*** INPUT

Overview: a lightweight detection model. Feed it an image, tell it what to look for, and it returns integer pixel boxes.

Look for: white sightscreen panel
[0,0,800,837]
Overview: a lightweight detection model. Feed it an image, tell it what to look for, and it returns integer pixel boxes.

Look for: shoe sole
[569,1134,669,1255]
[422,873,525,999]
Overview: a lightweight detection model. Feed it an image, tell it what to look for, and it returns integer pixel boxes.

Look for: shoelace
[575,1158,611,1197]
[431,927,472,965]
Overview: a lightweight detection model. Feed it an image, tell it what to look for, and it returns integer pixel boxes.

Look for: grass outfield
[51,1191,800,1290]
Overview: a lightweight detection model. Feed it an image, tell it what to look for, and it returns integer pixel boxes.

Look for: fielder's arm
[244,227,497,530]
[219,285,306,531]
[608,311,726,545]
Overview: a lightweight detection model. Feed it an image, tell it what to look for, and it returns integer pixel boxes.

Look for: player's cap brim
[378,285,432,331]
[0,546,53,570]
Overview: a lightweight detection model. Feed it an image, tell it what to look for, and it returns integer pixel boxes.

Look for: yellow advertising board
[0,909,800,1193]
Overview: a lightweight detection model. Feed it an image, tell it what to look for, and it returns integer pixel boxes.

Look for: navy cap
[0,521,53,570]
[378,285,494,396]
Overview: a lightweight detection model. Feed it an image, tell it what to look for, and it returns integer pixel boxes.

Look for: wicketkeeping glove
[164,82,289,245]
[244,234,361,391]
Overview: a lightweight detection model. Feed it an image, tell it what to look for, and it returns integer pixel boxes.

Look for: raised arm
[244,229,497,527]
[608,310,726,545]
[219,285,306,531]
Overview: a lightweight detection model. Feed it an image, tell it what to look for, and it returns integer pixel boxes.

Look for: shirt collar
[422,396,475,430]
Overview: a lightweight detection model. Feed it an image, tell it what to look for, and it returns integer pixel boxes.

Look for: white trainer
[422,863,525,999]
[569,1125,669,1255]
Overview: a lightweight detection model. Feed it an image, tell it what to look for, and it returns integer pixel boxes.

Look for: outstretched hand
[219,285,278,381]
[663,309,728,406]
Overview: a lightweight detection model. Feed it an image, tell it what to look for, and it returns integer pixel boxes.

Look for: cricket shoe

******

Change "integer pixel boxes" to "whole-number pixel boxes" wherever it occurs in the entries above, and leave everything else in them the same.

Overview: a lightweight detection model. Feed it an image, tell it what to look for, and it returns whole-number pixel boxes.

Look for: white sightscreen panel
[0,0,800,837]
Overview: a lightweight detection model. Feed it an image, tell it what to look for, and it returns whole-number pixel boxes.

Look for: shoe sole
[569,1134,669,1255]
[422,873,525,999]
Overview: a lightweight detection model. Feed it an image, tell it what to look for, and it returns whole-number pixel boxes.

Look for: shoelace
[575,1158,611,1197]
[431,927,472,965]
Overview: a lightweight detection model. Feed it an image, tell it what to look for, and it returns whole-number pixel boxes.

Look for: grass outfield
[51,1191,800,1290]
Overview: a lightweight detection model. Feed it an image, tell it what to look for, and it returns whole-number pixel boxes.

Look for: fielder's arm
[244,227,497,530]
[219,285,306,531]
[608,311,726,545]
Overview: a lightweight detection model. Feed it an image, tell it what to look for, and it returns whole-number pixel boxes.

Look for: player's cap brim
[378,285,432,331]
[0,546,53,570]
Overview: a lightweight detection model. Feed it an image, tell it what to look for, and it returns whole-number pixel boxes.

Look for: yellow advertising board
[0,909,800,1193]
Overview: a lightweight detection model. Feed it an image, tell it what to look for, and it returns whole-number pixel boxes.

Look for: navy cap
[0,521,53,570]
[378,285,494,396]
Overview: a lightweight detection model. Feed it an image, tell it what to look for, and it returns whole-number pixel boxes.

Look for: wicketkeeping glove
[164,82,289,245]
[244,234,361,391]
Overview: a lightweight detection model. Feed it an image, tell it what to look for, and it returns whole-number pixel boxes.

Look for: raised arm
[244,229,497,527]
[608,310,726,545]
[219,285,306,531]
Overview: a lightweight detection model. Feed it an image, tell it what to look for, and it returns whole-number pixel boxes.

Look for: shirt collar
[422,396,475,430]
Overview: a lightweight detection model. Feed it an image, tell it what to look for, and it returns whole-number pixel boxes.

Look for: white trainer
[422,863,525,999]
[569,1125,669,1255]
Overview: a lightweight detection model. Feed it an image, tell it what to look for, and it returns whole-number pixel boxes.

Look for: outstretched hand
[219,285,278,381]
[663,309,728,406]
Overview: a lightweight detection model. Feed it an image, tell it what to look for, and it returns whole-number pixel boxes.

Look for: cricket shoe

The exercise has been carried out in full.